• [Work request]:
Set down exactly the lines below, from the one containing "# point at: the woman (one" through the final line, and include no others.

• [Information]:
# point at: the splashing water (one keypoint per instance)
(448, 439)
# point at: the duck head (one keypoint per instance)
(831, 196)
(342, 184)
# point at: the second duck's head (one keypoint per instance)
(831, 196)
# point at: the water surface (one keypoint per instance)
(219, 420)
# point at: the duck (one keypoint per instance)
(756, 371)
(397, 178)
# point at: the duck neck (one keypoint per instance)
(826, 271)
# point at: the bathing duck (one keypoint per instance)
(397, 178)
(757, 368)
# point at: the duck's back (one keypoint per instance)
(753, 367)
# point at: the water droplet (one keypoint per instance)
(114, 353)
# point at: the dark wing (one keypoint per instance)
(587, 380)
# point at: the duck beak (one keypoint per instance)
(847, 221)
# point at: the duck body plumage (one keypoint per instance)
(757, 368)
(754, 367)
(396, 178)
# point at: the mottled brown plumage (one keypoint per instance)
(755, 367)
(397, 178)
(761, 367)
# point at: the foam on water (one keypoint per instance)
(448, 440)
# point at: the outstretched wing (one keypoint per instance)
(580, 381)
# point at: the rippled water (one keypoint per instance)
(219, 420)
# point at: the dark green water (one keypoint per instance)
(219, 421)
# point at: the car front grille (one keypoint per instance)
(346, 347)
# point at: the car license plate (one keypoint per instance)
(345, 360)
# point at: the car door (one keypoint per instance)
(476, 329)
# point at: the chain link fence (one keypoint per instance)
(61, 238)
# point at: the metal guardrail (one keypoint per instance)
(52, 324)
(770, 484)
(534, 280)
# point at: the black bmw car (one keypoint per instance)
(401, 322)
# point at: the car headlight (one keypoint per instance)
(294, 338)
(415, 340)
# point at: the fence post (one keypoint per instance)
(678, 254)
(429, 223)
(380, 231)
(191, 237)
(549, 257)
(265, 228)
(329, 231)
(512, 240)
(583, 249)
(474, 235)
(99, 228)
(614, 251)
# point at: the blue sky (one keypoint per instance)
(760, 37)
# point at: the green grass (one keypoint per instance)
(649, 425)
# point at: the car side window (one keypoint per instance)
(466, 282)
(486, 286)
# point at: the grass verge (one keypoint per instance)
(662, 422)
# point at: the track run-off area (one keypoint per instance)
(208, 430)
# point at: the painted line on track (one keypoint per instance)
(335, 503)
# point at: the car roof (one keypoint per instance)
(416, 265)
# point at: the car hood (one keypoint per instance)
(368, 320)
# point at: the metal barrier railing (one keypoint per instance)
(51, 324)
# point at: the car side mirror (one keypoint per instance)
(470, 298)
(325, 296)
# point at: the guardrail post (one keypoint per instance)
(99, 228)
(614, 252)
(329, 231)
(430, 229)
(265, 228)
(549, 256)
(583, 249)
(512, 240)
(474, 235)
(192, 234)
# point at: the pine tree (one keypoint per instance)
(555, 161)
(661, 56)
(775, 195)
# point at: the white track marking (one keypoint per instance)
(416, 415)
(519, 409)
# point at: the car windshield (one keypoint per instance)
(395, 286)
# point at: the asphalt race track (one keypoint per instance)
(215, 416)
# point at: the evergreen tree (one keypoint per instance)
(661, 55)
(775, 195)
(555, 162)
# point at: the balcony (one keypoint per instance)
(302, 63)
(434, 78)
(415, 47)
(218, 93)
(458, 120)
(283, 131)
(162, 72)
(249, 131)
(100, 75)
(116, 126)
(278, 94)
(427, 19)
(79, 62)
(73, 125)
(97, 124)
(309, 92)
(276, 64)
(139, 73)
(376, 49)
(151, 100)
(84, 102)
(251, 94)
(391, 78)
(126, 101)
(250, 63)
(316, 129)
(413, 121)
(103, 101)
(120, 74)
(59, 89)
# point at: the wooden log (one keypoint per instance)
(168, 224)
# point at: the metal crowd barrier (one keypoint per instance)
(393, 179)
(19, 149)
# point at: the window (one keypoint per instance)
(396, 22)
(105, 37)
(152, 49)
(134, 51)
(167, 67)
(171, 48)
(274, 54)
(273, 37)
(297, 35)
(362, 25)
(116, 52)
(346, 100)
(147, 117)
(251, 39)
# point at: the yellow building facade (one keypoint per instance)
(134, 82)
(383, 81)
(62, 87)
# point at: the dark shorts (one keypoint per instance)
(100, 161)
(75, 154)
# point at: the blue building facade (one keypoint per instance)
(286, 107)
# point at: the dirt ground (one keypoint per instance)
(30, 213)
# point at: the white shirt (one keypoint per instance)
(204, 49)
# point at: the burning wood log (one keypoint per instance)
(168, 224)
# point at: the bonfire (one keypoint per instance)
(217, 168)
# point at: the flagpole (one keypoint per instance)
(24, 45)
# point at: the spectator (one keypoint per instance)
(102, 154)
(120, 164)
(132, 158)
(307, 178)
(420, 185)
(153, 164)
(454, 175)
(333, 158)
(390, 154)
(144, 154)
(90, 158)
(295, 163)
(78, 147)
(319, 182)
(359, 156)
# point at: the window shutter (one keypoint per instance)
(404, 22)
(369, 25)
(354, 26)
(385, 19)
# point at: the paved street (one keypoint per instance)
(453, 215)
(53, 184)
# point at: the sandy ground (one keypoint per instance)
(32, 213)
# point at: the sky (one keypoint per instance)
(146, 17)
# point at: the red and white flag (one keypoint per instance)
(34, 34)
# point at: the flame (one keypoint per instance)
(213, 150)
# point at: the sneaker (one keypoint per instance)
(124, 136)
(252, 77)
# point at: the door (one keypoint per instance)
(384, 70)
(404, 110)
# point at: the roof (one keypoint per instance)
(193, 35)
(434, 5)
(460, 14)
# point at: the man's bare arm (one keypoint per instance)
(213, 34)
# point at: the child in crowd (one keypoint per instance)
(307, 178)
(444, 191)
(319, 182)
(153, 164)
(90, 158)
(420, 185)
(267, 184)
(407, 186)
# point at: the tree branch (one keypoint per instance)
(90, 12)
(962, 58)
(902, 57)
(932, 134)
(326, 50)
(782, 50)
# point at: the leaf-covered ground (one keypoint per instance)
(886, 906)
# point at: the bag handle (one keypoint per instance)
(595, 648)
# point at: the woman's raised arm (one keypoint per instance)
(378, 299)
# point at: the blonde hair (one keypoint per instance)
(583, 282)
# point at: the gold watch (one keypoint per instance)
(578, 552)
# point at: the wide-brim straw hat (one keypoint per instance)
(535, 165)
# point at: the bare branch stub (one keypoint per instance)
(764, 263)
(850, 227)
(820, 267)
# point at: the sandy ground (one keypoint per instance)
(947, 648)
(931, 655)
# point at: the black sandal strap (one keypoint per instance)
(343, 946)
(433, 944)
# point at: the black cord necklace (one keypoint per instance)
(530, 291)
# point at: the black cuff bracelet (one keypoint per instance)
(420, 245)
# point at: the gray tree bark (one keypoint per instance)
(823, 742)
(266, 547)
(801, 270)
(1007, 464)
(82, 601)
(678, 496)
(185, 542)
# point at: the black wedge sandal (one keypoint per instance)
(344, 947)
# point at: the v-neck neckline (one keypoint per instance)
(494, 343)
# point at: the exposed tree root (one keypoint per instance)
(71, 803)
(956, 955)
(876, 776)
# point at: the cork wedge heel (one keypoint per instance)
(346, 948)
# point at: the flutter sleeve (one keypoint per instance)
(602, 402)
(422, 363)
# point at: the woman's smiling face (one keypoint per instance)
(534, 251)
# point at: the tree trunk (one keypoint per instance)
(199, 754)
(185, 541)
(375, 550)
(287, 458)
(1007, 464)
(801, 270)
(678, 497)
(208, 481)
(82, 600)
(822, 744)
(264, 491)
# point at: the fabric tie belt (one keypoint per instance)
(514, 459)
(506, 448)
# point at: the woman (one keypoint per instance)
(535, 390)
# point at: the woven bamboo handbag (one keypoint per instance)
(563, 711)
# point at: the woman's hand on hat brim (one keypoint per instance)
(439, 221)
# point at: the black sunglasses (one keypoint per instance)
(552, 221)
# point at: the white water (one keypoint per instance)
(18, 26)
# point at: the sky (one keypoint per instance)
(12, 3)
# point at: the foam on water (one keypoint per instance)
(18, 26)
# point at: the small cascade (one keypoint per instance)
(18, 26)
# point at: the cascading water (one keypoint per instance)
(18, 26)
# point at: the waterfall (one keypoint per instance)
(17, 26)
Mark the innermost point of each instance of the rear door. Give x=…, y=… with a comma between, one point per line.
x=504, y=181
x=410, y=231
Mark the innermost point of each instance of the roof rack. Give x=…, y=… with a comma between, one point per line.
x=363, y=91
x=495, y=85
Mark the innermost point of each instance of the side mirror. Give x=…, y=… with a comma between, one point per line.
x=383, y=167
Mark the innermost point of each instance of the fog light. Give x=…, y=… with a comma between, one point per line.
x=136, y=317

• [Reply to the task]:
# point at: the woman (one keypoint per instance)
(535, 390)
# point at: the woven bamboo handbag (one keypoint per instance)
(563, 711)
# point at: the woman's hand on hat brim (one keypoint per instance)
(439, 221)
# point at: the black sunglasses (one keypoint per instance)
(552, 221)
# point at: the white water (one keypoint per instance)
(18, 26)
# point at: the sky (one keypoint per instance)
(12, 3)
# point at: the foam on water (one keypoint per instance)
(18, 26)
# point at: the small cascade (one keypoint per instance)
(18, 26)
# point at: the cascading water (one keypoint per instance)
(18, 26)
# point at: the waterfall (one keypoint per instance)
(17, 26)
Mark the innermost point of each instance of the rear door. Give x=…, y=… with a comma between, one point per line.
x=504, y=181
x=410, y=231
Mark the innermost point of each instance of the roof rack. Give x=…, y=… with a comma between, one point per line.
x=363, y=91
x=495, y=85
Mark the innermost point of each instance of the side mirror. Give x=…, y=… with a comma between, one point per line.
x=383, y=167
Mark the innermost point of each instance of the fog light. Give x=…, y=… with a comma between, one point per line.
x=136, y=317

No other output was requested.